**Supplied passage:**

Find most repeated phrase on huge text

I have huge text data. My entire database is text format in UTF-8
I need to have list of most repeated phrase on my whole text data.
For example my desire output something like this:
{
'a': 423412341,
'this': 423412341,
'is': 322472341,
'this is': 222472341,
'this is a': 122472341,
'this is a my': 5235634
}
Process and store each phrase take huge size of database.
For example store in MySQL or MongoDB.
Question is is there any more efficient database or alghorithm for find this result ?
Solr, Elasticsearch or etc ...
I think i have max 10 words in each phrase can be good for me.
I'd suggest combining ideas from two fields, here: Streaming Algorithms, and the Apriori Algorithm From Market-Basket Analysis.
Let's start with the problem of finding the k most frequent single words without loading the entire corpus into memory. A very simple algorithm, Sampling (see Finding Frequent Items in Data Streams]), can do so very easily. Moreover, it is very amenable to parallel implementation (described below). There is a plethora of work on top-k queries, including some on distributed versions (see, e.g., Efficient Top-K Query Calculation in Distributed Networks).
Now to the problem of k most frequent phrases (of possibly multiple phrases). Clearly, the most frequent phrases of length l + 1 must contain the most frequent phrases of length l as a prefix, as appending a word to a phrase cannot increase its popularity. Hence, once you have the k most frequent single words, you can scan the corpus for only them (which is faster) to build the most frequent phrases of length 2. Using this, you can build the most frequent phrases of length 3, and so on. The stopping condition is when a phrase of length l + 1 does not evict any phrase of length l.
A Short Description of The Sampling Algorithm
This is a very simple algorithm which will, with high probability, find the top k items out of those having frequency at least f. It operates in two stages: the first finds candidate elements, and the second counts them.
In the first stage, randomly select ~ log(n) / f words from the corpus (note that this is much less than n). With high probability, all your desired words appear in the set of these words.
In the second stage, maintain a dictionary of the counts of these candidate elements; scan the corpus, and count the occurrences.
Output the top k of the items resulting from the second stage.

**What is asked:**
(a) Reproduce the portion of the thread on finding frequent phrases between "Now to the problem" and "of length l.", inclusive.
(b) Carry the thread on finding frequent phrases forward from the point where it stops.

**Records provided:**
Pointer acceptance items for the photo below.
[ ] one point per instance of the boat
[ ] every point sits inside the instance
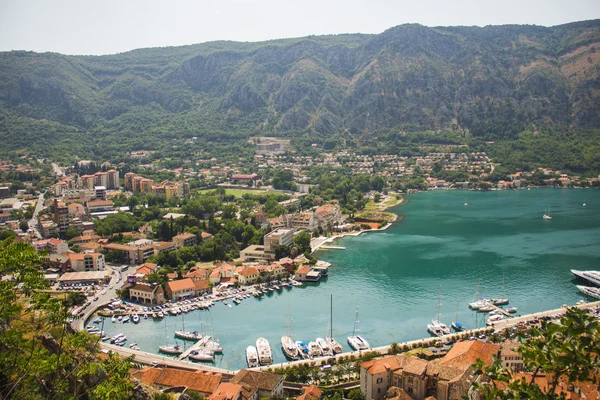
(356, 341)
(176, 349)
(289, 348)
(252, 357)
(263, 347)
(303, 350)
(325, 348)
(437, 327)
(287, 343)
(201, 356)
(314, 350)
(334, 344)
(457, 326)
(590, 291)
(592, 277)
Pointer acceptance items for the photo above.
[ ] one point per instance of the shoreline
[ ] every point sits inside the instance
(330, 239)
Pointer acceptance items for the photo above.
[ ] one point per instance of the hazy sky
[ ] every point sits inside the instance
(114, 26)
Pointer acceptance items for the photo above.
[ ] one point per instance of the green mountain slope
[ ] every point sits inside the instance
(490, 82)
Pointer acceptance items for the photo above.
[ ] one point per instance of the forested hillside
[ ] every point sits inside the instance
(490, 83)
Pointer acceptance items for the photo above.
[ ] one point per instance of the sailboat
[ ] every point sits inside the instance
(183, 334)
(457, 326)
(287, 343)
(437, 327)
(169, 349)
(335, 346)
(356, 341)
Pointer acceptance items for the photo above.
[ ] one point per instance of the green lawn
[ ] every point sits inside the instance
(239, 192)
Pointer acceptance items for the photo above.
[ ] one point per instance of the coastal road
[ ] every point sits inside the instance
(33, 221)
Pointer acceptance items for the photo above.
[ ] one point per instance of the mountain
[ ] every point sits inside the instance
(491, 82)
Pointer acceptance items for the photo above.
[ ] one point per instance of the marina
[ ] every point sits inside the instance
(394, 276)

**Answers by task:**
(a)
Now to the problem of k most frequent phrases (of possibly multiple phrases). Clearly, the most frequent phrases of length l + 1 must contain the most frequent phrases of length l as a prefix, as appending a word to a phrase cannot increase its popularity. Hence, once you have the k most frequent single words, you can scan the corpus for only them (which is faster) to build the most frequent phrases of length 2. Using this, you can build the most frequent phrases of length 3, and so on. The stopping condition is when a phrase of length l + 1 does not evict any phrase of length l.

(b)
Note that the second stage is very amenable to parallel implementation. If you partition the text into different segments, and count the occurrences in each segment, you can easily combine the dictionaries at the end.
If you can store the data in Apache Solr, then the Luke Request Handler could be used to find the most common phrases. Example query:
http://127.0.0.1:8983/solr/admin/luke?fl=fulltext&numTerms=100
Additionally, the Terms Component may help find the most common individual words. Here is an article about Self Updating Solr Stopwords which uses the Terms Component to find the 100 most common indexed words and add them to the Stopwords file. Example query:
http://127.0.0.1:8983/solr/terms?terms.fl=fulltext&terms.limit=100
Have you considered using MapReduce?
Assuming you have access to a proper infrastructure, this seems to be a clear fit for it. You will need a tokenizer that splits lines into multi-word tokens up to 10 words. I don't think that's a big deal. The outcome from the MR job will be token -> frequency pairs, which you can pass to another job to sort them on the frequencies (one option). I would suggest to read up on Hadoop/MapReduce before considering other solutions. You may also use HBase to store any intermediary outputs.
Original paper on MapReduce by Google.
tokenize it by 1 to 10 words and insert into 10 SQL tables by token lengths. Make sure to use hash index on the column with string tokens. Then just call SELECT token,COUNT(*) FROM tablename GROUP BY token on each table and dump results somewhere and wait.
EDIT: that would be infeasible for large datasets, just for each N-gram update the count by +1 or insert new row into table (in MYSQL would be useful query INSERT...ON DUPLICATE KEY UPDATE). You should definitely still use hash indexes, though.
After that just sort by number of occurences and merge data from these 10 tables (you could do that in single step, but that would put more strain on memory).
Be wary of heuristic methods like suggested by Ami Tavory, if you select wrong parameters, you can get wrong results (flaw of sampling algorithm can be seen on some classic terms or phrases - e.g. "habeas corpus" - neither habeas nor corpus will be selected as frequent by itself, but as a 2 word phrase it may very well rank higher than some phrases you get by appending/prepending to common word). There is surely no need to use them for tokens of lesser length, you could use them only when classic methods fail (take too much time or memory).
The top answer by Amy Tavori states:
Clearly, the most frequent phrases of length l + 1 must contain the most frequent phrases of length l as a prefix, as appending a word to a phrase cannot increase its popularity.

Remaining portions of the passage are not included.